◆ **WHAT THE TASK REQUIRES**: Copy all the records below, replacing "instances" with "occurrences" wherever it occurs and changing nothing else.

◆ **ENTRIES SUPPLIED**:

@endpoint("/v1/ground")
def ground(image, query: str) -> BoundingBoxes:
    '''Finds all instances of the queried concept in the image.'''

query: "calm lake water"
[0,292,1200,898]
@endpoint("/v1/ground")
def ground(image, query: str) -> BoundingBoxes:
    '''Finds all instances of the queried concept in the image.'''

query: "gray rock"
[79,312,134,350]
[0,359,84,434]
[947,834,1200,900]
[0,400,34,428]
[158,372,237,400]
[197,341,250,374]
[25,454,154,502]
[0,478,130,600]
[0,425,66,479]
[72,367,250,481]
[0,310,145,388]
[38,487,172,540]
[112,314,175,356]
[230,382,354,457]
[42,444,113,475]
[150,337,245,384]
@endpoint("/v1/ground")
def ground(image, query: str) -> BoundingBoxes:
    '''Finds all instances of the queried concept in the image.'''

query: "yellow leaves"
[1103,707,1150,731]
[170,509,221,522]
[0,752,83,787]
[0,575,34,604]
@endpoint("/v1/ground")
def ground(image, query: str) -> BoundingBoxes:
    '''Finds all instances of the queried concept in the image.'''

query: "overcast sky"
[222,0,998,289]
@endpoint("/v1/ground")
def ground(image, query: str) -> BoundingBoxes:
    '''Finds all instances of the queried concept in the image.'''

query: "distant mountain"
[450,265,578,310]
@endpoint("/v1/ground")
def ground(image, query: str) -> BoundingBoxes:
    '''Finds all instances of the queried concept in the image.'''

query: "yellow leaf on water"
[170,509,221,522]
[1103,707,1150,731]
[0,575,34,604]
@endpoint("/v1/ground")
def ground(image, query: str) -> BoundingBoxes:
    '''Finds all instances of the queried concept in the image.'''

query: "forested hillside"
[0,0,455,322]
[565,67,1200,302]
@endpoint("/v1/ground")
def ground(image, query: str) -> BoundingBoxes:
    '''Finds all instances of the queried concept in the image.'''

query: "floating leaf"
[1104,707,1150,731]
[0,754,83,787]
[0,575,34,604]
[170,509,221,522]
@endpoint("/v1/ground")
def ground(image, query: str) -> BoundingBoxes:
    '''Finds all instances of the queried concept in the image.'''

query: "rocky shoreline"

◆ **IN RESPONSE**:
@endpoint("/v1/ground")
def ground(image, query: str) -> BoundingBoxes:
    '''Finds all occurrences of the queried concept in the image.'''

query: "calm lake water"
[0,292,1200,898]
@endpoint("/v1/ground")
def ground(image, query: str) -> BoundingBoxes:
    '''Finds all occurrences of the queried concept in the image.'''

query: "gray rock"
[79,312,134,350]
[0,359,84,434]
[947,834,1200,900]
[0,400,34,428]
[158,372,237,400]
[197,341,250,374]
[25,454,154,502]
[0,478,130,600]
[0,425,66,479]
[72,367,250,481]
[0,310,145,388]
[38,487,172,540]
[112,314,175,356]
[230,382,354,457]
[42,444,113,475]
[150,337,245,384]
@endpoint("/v1/ground")
def ground(image, query: str) -> BoundingBoxes:
    '''Finds all occurrences of the queried concept in the image.'''

query: "yellow leaves"
[1103,707,1150,731]
[170,509,221,522]
[0,752,83,787]
[0,575,34,604]
@endpoint("/v1/ground")
def ground(image, query: str) -> BoundingBoxes:
    '''Finds all occurrences of the queried concept in the image.'''

query: "overcast sky"
[222,0,998,289]
@endpoint("/v1/ground")
def ground(image, query: str) -> BoundingBoxes:
    '''Finds all occurrences of the queried concept in the image.'''

query: "distant mountain"
[450,265,578,310]
@endpoint("/v1/ground")
def ground(image, query: str) -> BoundingBoxes:
    '''Finds all occurrences of the queried concept in the image.'''

query: "yellow leaf on water"
[170,509,221,522]
[1103,707,1150,731]
[0,575,34,604]
@endpoint("/v1/ground")
def ground(image, query: str) -> BoundingBoxes:
    '''Finds all occurrences of the queried concept in the image.'''

query: "forested hillside"
[0,0,455,322]
[565,67,1200,302]
@endpoint("/v1/ground")
def ground(image, query: str) -> BoundingBoxes:
    '''Finds all occurrences of the queried concept in the image.'''

query: "floating leaf"
[1104,707,1150,731]
[0,754,83,787]
[0,575,34,604]
[170,509,221,522]
@endpoint("/v1/ground")
def ground(image, query: str) -> BoundingBoxes:
    '''Finds all occurrences of the queried concept in the image.'''

query: "rocky shoreline"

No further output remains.